DATASET RECORDS ::
────────────────

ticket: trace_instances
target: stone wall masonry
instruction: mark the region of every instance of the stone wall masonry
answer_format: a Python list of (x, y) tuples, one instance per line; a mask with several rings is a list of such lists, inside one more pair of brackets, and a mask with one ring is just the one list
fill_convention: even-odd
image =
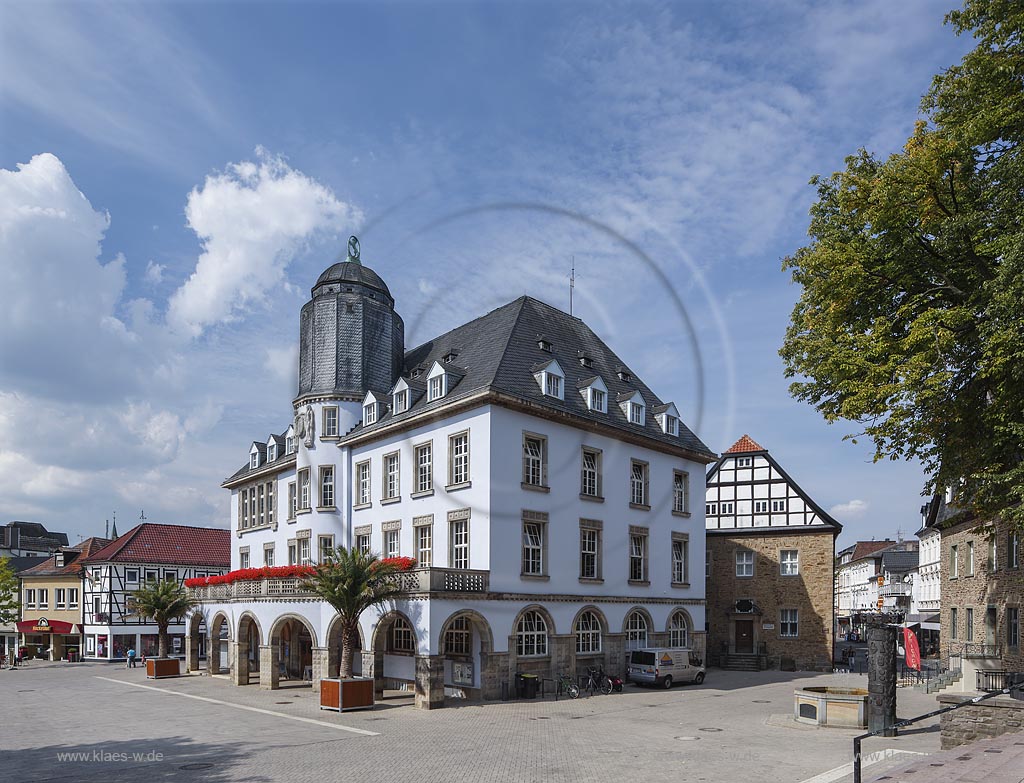
[[(948, 707), (968, 701), (971, 697), (950, 693), (938, 698), (941, 706)], [(939, 727), (943, 750), (975, 740), (1021, 732), (1024, 731), (1024, 701), (1009, 696), (995, 696), (946, 712), (940, 719)]]
[[(709, 531), (707, 546), (711, 553), (708, 652), (713, 659), (723, 652), (735, 652), (733, 609), (737, 600), (750, 599), (762, 612), (750, 617), (754, 620), (755, 652), (763, 643), (771, 667), (777, 668), (787, 658), (798, 669), (830, 670), (835, 562), (831, 532), (719, 535)], [(737, 550), (754, 552), (754, 576), (736, 576)], [(780, 550), (800, 553), (799, 575), (781, 574)], [(794, 639), (780, 636), (781, 609), (799, 610), (799, 635)]]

────────────────

Render the records above as a two-column CSV with the header columns "prompt" and "polygons", one row per record holding its text and its answer. Put each value in a single quoted field with line breaks replaced by spaces, and omit the pictures.

COMPLETE OUTPUT ::
prompt,polygons
"ticket: trace_instances target: stone wall masonry instruction: mark the region of every instance of the stone wall masonry answer_format: a Python list of (x, y) tuples, one instance per line; a mask with several rings is a list of such lists, inside one more pair of brackets, and a mask with one ring is just the one list fill_convention: even-odd image =","[[(948, 707), (968, 701), (971, 697), (950, 693), (938, 698), (941, 706)], [(939, 727), (943, 750), (975, 740), (1021, 732), (1024, 731), (1024, 701), (1009, 696), (995, 696), (946, 712), (940, 719)]] [[(709, 531), (707, 546), (711, 553), (708, 652), (713, 659), (723, 652), (735, 652), (733, 609), (737, 600), (750, 599), (762, 612), (750, 617), (754, 620), (755, 652), (763, 643), (771, 667), (777, 668), (787, 658), (798, 669), (830, 670), (835, 562), (831, 532), (719, 535)], [(737, 550), (754, 552), (754, 576), (736, 576)], [(780, 550), (800, 553), (799, 575), (781, 574)], [(794, 639), (780, 636), (781, 609), (799, 610), (799, 635)]]"